[Point-based annotation data]
+ + + + + + +

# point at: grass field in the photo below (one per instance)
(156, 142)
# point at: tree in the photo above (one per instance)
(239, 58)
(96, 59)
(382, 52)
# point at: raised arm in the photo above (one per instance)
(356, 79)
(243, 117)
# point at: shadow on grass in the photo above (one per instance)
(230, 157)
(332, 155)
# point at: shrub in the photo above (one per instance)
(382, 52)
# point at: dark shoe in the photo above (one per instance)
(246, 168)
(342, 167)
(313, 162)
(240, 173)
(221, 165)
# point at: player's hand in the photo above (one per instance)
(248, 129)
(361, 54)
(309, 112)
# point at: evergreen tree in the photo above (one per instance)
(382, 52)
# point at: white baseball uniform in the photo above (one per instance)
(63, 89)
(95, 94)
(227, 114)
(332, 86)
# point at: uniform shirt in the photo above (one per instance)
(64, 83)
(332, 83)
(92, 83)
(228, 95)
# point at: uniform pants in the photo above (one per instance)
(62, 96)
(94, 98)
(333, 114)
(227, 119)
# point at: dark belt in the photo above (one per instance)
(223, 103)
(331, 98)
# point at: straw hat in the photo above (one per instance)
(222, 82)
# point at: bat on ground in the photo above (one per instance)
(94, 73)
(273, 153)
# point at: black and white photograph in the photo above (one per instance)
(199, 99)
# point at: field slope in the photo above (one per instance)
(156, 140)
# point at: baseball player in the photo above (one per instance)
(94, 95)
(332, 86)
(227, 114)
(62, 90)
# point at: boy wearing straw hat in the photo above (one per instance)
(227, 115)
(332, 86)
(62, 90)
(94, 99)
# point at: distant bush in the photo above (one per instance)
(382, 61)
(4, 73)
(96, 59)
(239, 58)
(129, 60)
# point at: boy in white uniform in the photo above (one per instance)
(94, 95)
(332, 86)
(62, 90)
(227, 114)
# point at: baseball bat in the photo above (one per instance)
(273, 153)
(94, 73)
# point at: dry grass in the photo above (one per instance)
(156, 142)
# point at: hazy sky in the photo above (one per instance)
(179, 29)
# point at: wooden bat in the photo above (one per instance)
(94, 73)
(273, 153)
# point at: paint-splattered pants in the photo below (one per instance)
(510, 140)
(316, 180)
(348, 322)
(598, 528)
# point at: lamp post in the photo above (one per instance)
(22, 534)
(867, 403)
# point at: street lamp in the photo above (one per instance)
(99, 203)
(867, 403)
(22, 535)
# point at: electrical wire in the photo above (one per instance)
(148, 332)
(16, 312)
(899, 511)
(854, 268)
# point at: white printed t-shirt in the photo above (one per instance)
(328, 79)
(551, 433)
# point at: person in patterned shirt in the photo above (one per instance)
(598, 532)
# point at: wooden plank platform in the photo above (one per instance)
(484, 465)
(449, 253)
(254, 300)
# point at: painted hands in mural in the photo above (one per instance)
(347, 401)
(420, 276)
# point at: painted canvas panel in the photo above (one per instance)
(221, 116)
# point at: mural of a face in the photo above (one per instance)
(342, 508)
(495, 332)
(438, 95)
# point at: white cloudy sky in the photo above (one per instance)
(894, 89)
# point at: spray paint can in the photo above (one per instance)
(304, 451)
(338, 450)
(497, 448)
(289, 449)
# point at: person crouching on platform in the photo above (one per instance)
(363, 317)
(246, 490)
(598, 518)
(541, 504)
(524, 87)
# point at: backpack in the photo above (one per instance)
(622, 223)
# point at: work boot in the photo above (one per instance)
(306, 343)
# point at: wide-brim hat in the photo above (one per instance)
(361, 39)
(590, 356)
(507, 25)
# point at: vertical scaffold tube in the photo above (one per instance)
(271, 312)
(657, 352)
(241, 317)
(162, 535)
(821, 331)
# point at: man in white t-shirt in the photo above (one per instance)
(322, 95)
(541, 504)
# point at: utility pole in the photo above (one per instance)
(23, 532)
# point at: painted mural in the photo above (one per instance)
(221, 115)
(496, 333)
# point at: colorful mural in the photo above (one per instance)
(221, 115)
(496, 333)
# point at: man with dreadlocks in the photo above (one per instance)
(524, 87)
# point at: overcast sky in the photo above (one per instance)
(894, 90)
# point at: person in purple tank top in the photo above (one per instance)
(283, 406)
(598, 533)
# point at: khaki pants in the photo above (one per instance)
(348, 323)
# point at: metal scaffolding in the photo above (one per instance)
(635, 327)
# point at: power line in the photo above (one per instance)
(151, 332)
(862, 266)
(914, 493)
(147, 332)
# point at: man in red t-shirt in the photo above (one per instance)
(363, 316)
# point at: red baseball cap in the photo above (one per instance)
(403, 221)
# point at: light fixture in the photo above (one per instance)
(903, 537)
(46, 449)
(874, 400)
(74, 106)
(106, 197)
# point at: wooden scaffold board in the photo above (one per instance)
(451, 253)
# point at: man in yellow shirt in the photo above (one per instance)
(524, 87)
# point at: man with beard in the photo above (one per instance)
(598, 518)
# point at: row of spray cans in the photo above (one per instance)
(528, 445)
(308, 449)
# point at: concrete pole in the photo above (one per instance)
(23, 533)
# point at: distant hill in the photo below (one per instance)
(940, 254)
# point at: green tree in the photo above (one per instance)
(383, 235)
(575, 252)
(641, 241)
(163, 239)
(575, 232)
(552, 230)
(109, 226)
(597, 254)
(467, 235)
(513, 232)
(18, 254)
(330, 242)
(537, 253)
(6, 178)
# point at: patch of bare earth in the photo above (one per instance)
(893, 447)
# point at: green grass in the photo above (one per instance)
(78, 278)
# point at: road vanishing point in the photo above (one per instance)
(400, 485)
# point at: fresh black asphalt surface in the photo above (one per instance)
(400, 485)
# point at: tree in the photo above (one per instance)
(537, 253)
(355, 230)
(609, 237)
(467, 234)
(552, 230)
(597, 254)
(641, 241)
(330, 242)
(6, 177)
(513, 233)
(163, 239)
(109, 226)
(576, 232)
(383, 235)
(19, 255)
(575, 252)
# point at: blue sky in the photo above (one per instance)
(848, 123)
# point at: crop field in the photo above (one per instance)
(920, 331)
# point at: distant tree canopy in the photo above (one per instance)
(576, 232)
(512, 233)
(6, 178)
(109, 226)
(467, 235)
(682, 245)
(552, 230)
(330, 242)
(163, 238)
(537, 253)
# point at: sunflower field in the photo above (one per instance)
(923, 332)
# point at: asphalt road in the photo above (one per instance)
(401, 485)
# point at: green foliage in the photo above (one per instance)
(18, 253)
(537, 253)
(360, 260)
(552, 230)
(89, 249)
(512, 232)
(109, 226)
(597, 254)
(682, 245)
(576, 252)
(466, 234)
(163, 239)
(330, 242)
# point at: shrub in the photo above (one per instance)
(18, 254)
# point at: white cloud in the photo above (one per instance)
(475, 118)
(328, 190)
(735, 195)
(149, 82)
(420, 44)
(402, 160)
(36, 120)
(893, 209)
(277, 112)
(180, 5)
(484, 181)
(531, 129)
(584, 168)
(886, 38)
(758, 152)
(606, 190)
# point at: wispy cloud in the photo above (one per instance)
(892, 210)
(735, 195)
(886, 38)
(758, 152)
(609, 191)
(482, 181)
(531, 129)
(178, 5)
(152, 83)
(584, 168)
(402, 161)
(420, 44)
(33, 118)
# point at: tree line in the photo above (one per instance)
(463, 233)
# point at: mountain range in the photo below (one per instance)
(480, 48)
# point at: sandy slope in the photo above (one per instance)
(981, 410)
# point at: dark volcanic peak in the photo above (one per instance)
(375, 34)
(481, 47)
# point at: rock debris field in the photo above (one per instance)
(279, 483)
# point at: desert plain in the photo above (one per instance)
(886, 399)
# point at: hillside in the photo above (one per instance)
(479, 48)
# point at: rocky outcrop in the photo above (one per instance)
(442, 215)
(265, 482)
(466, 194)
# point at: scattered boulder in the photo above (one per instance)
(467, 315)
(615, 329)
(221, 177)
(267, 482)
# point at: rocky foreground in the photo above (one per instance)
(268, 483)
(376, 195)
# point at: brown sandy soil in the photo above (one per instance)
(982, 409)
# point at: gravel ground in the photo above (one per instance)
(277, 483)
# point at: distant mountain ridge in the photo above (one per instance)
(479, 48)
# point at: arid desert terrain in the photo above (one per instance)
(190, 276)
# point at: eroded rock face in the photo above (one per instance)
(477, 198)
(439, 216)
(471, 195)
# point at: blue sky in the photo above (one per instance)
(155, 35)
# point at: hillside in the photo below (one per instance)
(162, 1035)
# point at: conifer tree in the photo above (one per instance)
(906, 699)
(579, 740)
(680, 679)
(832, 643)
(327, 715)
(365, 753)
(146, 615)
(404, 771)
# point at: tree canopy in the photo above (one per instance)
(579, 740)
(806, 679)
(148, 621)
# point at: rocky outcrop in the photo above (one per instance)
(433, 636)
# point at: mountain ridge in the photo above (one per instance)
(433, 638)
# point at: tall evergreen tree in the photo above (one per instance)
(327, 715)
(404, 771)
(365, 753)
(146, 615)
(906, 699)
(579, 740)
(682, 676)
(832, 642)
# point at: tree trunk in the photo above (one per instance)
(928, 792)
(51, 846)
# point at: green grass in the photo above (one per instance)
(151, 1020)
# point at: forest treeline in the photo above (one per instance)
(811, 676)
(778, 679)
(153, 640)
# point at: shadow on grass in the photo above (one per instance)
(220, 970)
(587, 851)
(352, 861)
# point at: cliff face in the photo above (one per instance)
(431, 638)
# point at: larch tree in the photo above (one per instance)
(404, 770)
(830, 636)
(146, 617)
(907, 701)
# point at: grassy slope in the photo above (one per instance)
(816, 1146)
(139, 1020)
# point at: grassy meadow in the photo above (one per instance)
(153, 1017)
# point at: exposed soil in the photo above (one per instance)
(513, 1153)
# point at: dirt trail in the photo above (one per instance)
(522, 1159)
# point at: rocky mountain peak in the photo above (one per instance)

+ + + + + + +

TASK BRIEF - Reproduce the listing from the line containing "# point at: larch" through the end of the listing, with 73 added to every coordinate value.

EXERCISE SOLUTION -
# point at: larch tree in the photo above (one per instance)
(477, 843)
(903, 709)
(219, 690)
(980, 774)
# point at: grassy slope in the photo above (one per instance)
(889, 1219)
(212, 1093)
# point at: grassy meadow in the photo above (one per instance)
(226, 1090)
# point at: exposed soil in the photo above (one per instance)
(586, 1226)
# point at: dirt trail in the photo above (one per instance)
(595, 1232)
# point at: rocky mountain peak in the photo above (one per instance)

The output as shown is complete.